§ Short exercise
Please rewrite the part of the records that opens with the line containing "apron bib, one" and closes with the line containing "point(10, 85)", changing "shelf" to "bookcase" and leaving everything else unchanged.

§ Extracted material

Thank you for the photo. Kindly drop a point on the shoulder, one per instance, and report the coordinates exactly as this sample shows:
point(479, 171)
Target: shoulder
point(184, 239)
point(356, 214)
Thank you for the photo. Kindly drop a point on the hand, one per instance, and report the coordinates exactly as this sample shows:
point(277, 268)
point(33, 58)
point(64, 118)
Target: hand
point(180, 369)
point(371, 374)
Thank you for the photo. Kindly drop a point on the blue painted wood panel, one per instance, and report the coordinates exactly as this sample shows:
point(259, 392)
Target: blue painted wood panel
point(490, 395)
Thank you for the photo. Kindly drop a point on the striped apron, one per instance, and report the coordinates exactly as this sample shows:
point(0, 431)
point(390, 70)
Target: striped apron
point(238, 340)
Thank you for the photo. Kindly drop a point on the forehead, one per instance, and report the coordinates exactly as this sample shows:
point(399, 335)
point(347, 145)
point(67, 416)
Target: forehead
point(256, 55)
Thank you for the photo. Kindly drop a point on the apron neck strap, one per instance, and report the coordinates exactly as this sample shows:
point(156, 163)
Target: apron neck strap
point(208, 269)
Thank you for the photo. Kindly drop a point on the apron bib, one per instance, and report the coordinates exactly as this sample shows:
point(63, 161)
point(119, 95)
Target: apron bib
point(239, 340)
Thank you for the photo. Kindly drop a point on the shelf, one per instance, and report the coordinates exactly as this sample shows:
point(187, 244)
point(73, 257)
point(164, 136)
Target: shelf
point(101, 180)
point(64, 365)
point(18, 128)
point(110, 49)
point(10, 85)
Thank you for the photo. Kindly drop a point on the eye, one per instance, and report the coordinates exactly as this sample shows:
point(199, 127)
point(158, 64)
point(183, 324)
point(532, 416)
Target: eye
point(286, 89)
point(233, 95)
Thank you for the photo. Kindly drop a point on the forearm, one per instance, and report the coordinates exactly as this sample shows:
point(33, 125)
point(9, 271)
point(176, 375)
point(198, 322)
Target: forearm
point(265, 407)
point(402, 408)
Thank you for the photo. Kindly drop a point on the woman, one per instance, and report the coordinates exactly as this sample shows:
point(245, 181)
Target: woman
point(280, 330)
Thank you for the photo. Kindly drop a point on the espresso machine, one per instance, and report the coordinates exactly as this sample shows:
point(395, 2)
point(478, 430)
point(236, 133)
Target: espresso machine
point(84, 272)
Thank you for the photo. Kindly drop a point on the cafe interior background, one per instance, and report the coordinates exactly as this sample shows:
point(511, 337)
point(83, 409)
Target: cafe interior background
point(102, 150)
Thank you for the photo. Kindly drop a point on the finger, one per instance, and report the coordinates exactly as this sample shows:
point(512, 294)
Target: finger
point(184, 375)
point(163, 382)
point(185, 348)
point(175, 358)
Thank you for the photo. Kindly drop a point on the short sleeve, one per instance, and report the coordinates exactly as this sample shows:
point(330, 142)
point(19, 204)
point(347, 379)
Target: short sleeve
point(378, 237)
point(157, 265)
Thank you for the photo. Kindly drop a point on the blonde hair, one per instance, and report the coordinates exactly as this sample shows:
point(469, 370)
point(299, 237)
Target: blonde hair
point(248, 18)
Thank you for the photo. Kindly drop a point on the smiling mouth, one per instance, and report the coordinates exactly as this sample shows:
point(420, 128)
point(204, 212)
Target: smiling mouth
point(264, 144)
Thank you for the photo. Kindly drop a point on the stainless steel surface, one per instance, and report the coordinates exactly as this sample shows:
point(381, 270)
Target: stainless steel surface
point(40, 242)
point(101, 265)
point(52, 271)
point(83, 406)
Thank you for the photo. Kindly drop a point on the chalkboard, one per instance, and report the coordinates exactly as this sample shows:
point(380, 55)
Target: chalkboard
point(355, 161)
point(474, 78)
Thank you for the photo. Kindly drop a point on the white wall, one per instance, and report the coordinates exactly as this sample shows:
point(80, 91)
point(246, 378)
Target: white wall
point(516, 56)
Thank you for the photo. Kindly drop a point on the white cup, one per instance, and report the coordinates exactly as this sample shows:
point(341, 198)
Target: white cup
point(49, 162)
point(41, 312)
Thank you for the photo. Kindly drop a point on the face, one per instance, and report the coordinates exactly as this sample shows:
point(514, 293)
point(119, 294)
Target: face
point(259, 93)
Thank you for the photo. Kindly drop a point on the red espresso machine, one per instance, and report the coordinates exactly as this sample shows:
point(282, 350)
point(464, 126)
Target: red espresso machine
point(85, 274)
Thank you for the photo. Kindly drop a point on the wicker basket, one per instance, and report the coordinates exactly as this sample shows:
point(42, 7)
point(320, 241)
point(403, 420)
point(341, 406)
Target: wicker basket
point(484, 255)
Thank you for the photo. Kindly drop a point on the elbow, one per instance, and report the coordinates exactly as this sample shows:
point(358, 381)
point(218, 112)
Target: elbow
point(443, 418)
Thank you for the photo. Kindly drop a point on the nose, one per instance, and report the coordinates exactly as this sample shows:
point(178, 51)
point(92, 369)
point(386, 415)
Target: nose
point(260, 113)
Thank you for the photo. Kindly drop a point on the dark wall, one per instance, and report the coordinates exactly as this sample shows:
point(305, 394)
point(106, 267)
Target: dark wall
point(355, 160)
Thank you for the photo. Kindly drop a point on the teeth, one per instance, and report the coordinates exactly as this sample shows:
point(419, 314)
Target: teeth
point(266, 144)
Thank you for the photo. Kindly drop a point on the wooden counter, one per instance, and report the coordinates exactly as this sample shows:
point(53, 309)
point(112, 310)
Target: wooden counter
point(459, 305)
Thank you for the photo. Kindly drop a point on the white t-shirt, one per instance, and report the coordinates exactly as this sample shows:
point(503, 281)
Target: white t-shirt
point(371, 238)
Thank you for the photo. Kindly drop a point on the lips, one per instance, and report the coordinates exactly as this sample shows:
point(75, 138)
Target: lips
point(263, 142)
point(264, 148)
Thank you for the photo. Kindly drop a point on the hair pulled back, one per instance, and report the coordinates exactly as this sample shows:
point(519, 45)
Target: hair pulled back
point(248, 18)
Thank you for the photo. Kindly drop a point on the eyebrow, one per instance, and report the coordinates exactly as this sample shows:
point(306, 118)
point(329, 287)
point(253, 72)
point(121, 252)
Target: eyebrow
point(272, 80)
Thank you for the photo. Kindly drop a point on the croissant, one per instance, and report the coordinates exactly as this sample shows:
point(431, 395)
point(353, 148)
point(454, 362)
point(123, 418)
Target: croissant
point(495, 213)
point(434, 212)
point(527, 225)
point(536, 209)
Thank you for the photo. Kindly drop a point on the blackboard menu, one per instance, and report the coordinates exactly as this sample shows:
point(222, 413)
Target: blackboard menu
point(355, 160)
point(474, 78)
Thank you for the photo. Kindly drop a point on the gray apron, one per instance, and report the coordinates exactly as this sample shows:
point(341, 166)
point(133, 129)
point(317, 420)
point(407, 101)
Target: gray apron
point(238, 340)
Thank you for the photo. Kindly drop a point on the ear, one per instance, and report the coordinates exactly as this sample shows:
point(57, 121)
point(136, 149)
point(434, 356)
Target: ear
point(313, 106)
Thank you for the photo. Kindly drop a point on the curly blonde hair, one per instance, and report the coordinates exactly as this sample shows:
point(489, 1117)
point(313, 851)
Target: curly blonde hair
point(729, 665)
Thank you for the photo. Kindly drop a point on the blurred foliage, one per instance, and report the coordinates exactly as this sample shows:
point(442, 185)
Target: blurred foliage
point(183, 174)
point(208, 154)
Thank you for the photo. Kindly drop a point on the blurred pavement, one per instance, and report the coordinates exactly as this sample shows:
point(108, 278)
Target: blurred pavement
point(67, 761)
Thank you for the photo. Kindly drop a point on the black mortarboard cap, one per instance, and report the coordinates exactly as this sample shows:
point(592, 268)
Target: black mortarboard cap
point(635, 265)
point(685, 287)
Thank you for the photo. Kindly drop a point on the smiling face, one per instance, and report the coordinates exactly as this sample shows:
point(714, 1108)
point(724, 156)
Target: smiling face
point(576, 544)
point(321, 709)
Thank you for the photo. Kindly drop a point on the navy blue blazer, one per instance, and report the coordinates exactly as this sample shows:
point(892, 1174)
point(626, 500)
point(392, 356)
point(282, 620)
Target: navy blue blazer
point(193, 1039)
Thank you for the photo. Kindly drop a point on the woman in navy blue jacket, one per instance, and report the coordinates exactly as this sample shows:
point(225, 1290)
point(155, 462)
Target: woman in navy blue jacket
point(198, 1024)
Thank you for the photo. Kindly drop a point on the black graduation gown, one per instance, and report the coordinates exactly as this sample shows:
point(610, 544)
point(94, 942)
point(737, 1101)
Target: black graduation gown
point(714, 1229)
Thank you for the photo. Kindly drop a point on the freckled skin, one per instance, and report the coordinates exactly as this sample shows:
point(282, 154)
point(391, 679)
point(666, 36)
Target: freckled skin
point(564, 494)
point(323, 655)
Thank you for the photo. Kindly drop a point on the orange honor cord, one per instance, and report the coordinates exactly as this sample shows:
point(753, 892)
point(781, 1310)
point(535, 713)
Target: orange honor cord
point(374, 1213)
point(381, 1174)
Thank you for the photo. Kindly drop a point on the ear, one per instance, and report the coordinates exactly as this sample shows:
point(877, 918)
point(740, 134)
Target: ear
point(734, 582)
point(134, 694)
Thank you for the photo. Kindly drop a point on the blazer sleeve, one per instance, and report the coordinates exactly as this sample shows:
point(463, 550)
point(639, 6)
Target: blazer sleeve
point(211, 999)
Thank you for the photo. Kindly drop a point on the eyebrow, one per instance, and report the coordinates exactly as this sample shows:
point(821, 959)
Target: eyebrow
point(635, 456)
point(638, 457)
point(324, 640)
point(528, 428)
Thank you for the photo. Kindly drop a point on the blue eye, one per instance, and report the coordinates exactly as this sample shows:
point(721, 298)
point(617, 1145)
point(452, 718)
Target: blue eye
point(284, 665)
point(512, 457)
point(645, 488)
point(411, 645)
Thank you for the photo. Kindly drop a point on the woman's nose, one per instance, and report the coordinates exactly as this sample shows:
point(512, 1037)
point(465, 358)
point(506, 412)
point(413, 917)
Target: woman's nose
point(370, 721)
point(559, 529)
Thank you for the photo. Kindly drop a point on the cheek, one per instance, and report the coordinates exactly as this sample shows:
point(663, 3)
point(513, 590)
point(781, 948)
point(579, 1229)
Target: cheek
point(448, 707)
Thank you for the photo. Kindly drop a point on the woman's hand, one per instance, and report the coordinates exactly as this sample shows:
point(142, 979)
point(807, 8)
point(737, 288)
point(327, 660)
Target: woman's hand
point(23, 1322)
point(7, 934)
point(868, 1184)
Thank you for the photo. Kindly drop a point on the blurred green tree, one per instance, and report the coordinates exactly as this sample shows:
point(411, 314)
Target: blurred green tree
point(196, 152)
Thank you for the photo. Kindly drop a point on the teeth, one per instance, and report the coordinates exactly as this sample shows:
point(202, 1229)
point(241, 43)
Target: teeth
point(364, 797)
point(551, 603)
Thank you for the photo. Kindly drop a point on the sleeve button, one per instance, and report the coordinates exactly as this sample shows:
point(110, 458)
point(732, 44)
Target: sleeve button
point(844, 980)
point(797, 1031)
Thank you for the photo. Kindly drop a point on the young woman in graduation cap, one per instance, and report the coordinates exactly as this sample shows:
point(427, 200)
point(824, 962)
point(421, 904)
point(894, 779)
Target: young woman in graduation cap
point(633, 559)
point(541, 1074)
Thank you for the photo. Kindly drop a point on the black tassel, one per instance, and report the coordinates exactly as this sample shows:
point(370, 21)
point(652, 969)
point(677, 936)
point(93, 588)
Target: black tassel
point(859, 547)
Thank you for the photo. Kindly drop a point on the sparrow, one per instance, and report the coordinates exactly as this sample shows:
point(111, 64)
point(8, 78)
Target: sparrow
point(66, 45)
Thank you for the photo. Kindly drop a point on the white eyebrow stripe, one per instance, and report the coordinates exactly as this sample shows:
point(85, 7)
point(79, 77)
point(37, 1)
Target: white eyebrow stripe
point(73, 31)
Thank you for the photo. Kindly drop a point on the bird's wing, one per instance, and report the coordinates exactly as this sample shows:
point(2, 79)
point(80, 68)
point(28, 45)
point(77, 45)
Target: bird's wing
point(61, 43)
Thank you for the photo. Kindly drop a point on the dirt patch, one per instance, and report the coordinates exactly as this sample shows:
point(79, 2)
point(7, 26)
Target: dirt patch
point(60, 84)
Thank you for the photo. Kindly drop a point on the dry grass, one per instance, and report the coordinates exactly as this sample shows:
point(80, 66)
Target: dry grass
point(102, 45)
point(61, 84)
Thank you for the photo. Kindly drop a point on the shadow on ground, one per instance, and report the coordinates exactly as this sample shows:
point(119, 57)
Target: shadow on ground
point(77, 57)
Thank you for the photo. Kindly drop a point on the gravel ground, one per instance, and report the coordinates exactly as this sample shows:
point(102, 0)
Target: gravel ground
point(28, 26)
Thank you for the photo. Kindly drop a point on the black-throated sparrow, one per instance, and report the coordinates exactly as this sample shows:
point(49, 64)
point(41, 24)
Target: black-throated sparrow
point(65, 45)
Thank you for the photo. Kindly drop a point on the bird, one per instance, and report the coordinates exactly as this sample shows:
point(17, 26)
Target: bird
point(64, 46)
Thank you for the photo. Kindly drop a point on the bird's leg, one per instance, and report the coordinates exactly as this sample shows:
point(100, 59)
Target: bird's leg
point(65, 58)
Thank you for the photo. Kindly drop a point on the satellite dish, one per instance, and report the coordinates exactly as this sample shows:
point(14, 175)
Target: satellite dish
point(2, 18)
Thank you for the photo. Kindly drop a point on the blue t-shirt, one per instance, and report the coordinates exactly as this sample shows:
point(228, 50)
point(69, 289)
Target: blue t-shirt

§ Exercise answer
Thank you for the photo. Kindly drop a point on the apron bib, one per instance, and report the coordinates exactly as this sample shows:
point(63, 161)
point(119, 95)
Target: apron bib
point(239, 340)
Thank you for the photo. Kindly drop a point on the bookcase, one per instance, and report the coordinates exactly as this sample shows:
point(187, 244)
point(73, 257)
point(164, 136)
Target: bookcase
point(101, 180)
point(64, 365)
point(18, 128)
point(110, 49)
point(10, 85)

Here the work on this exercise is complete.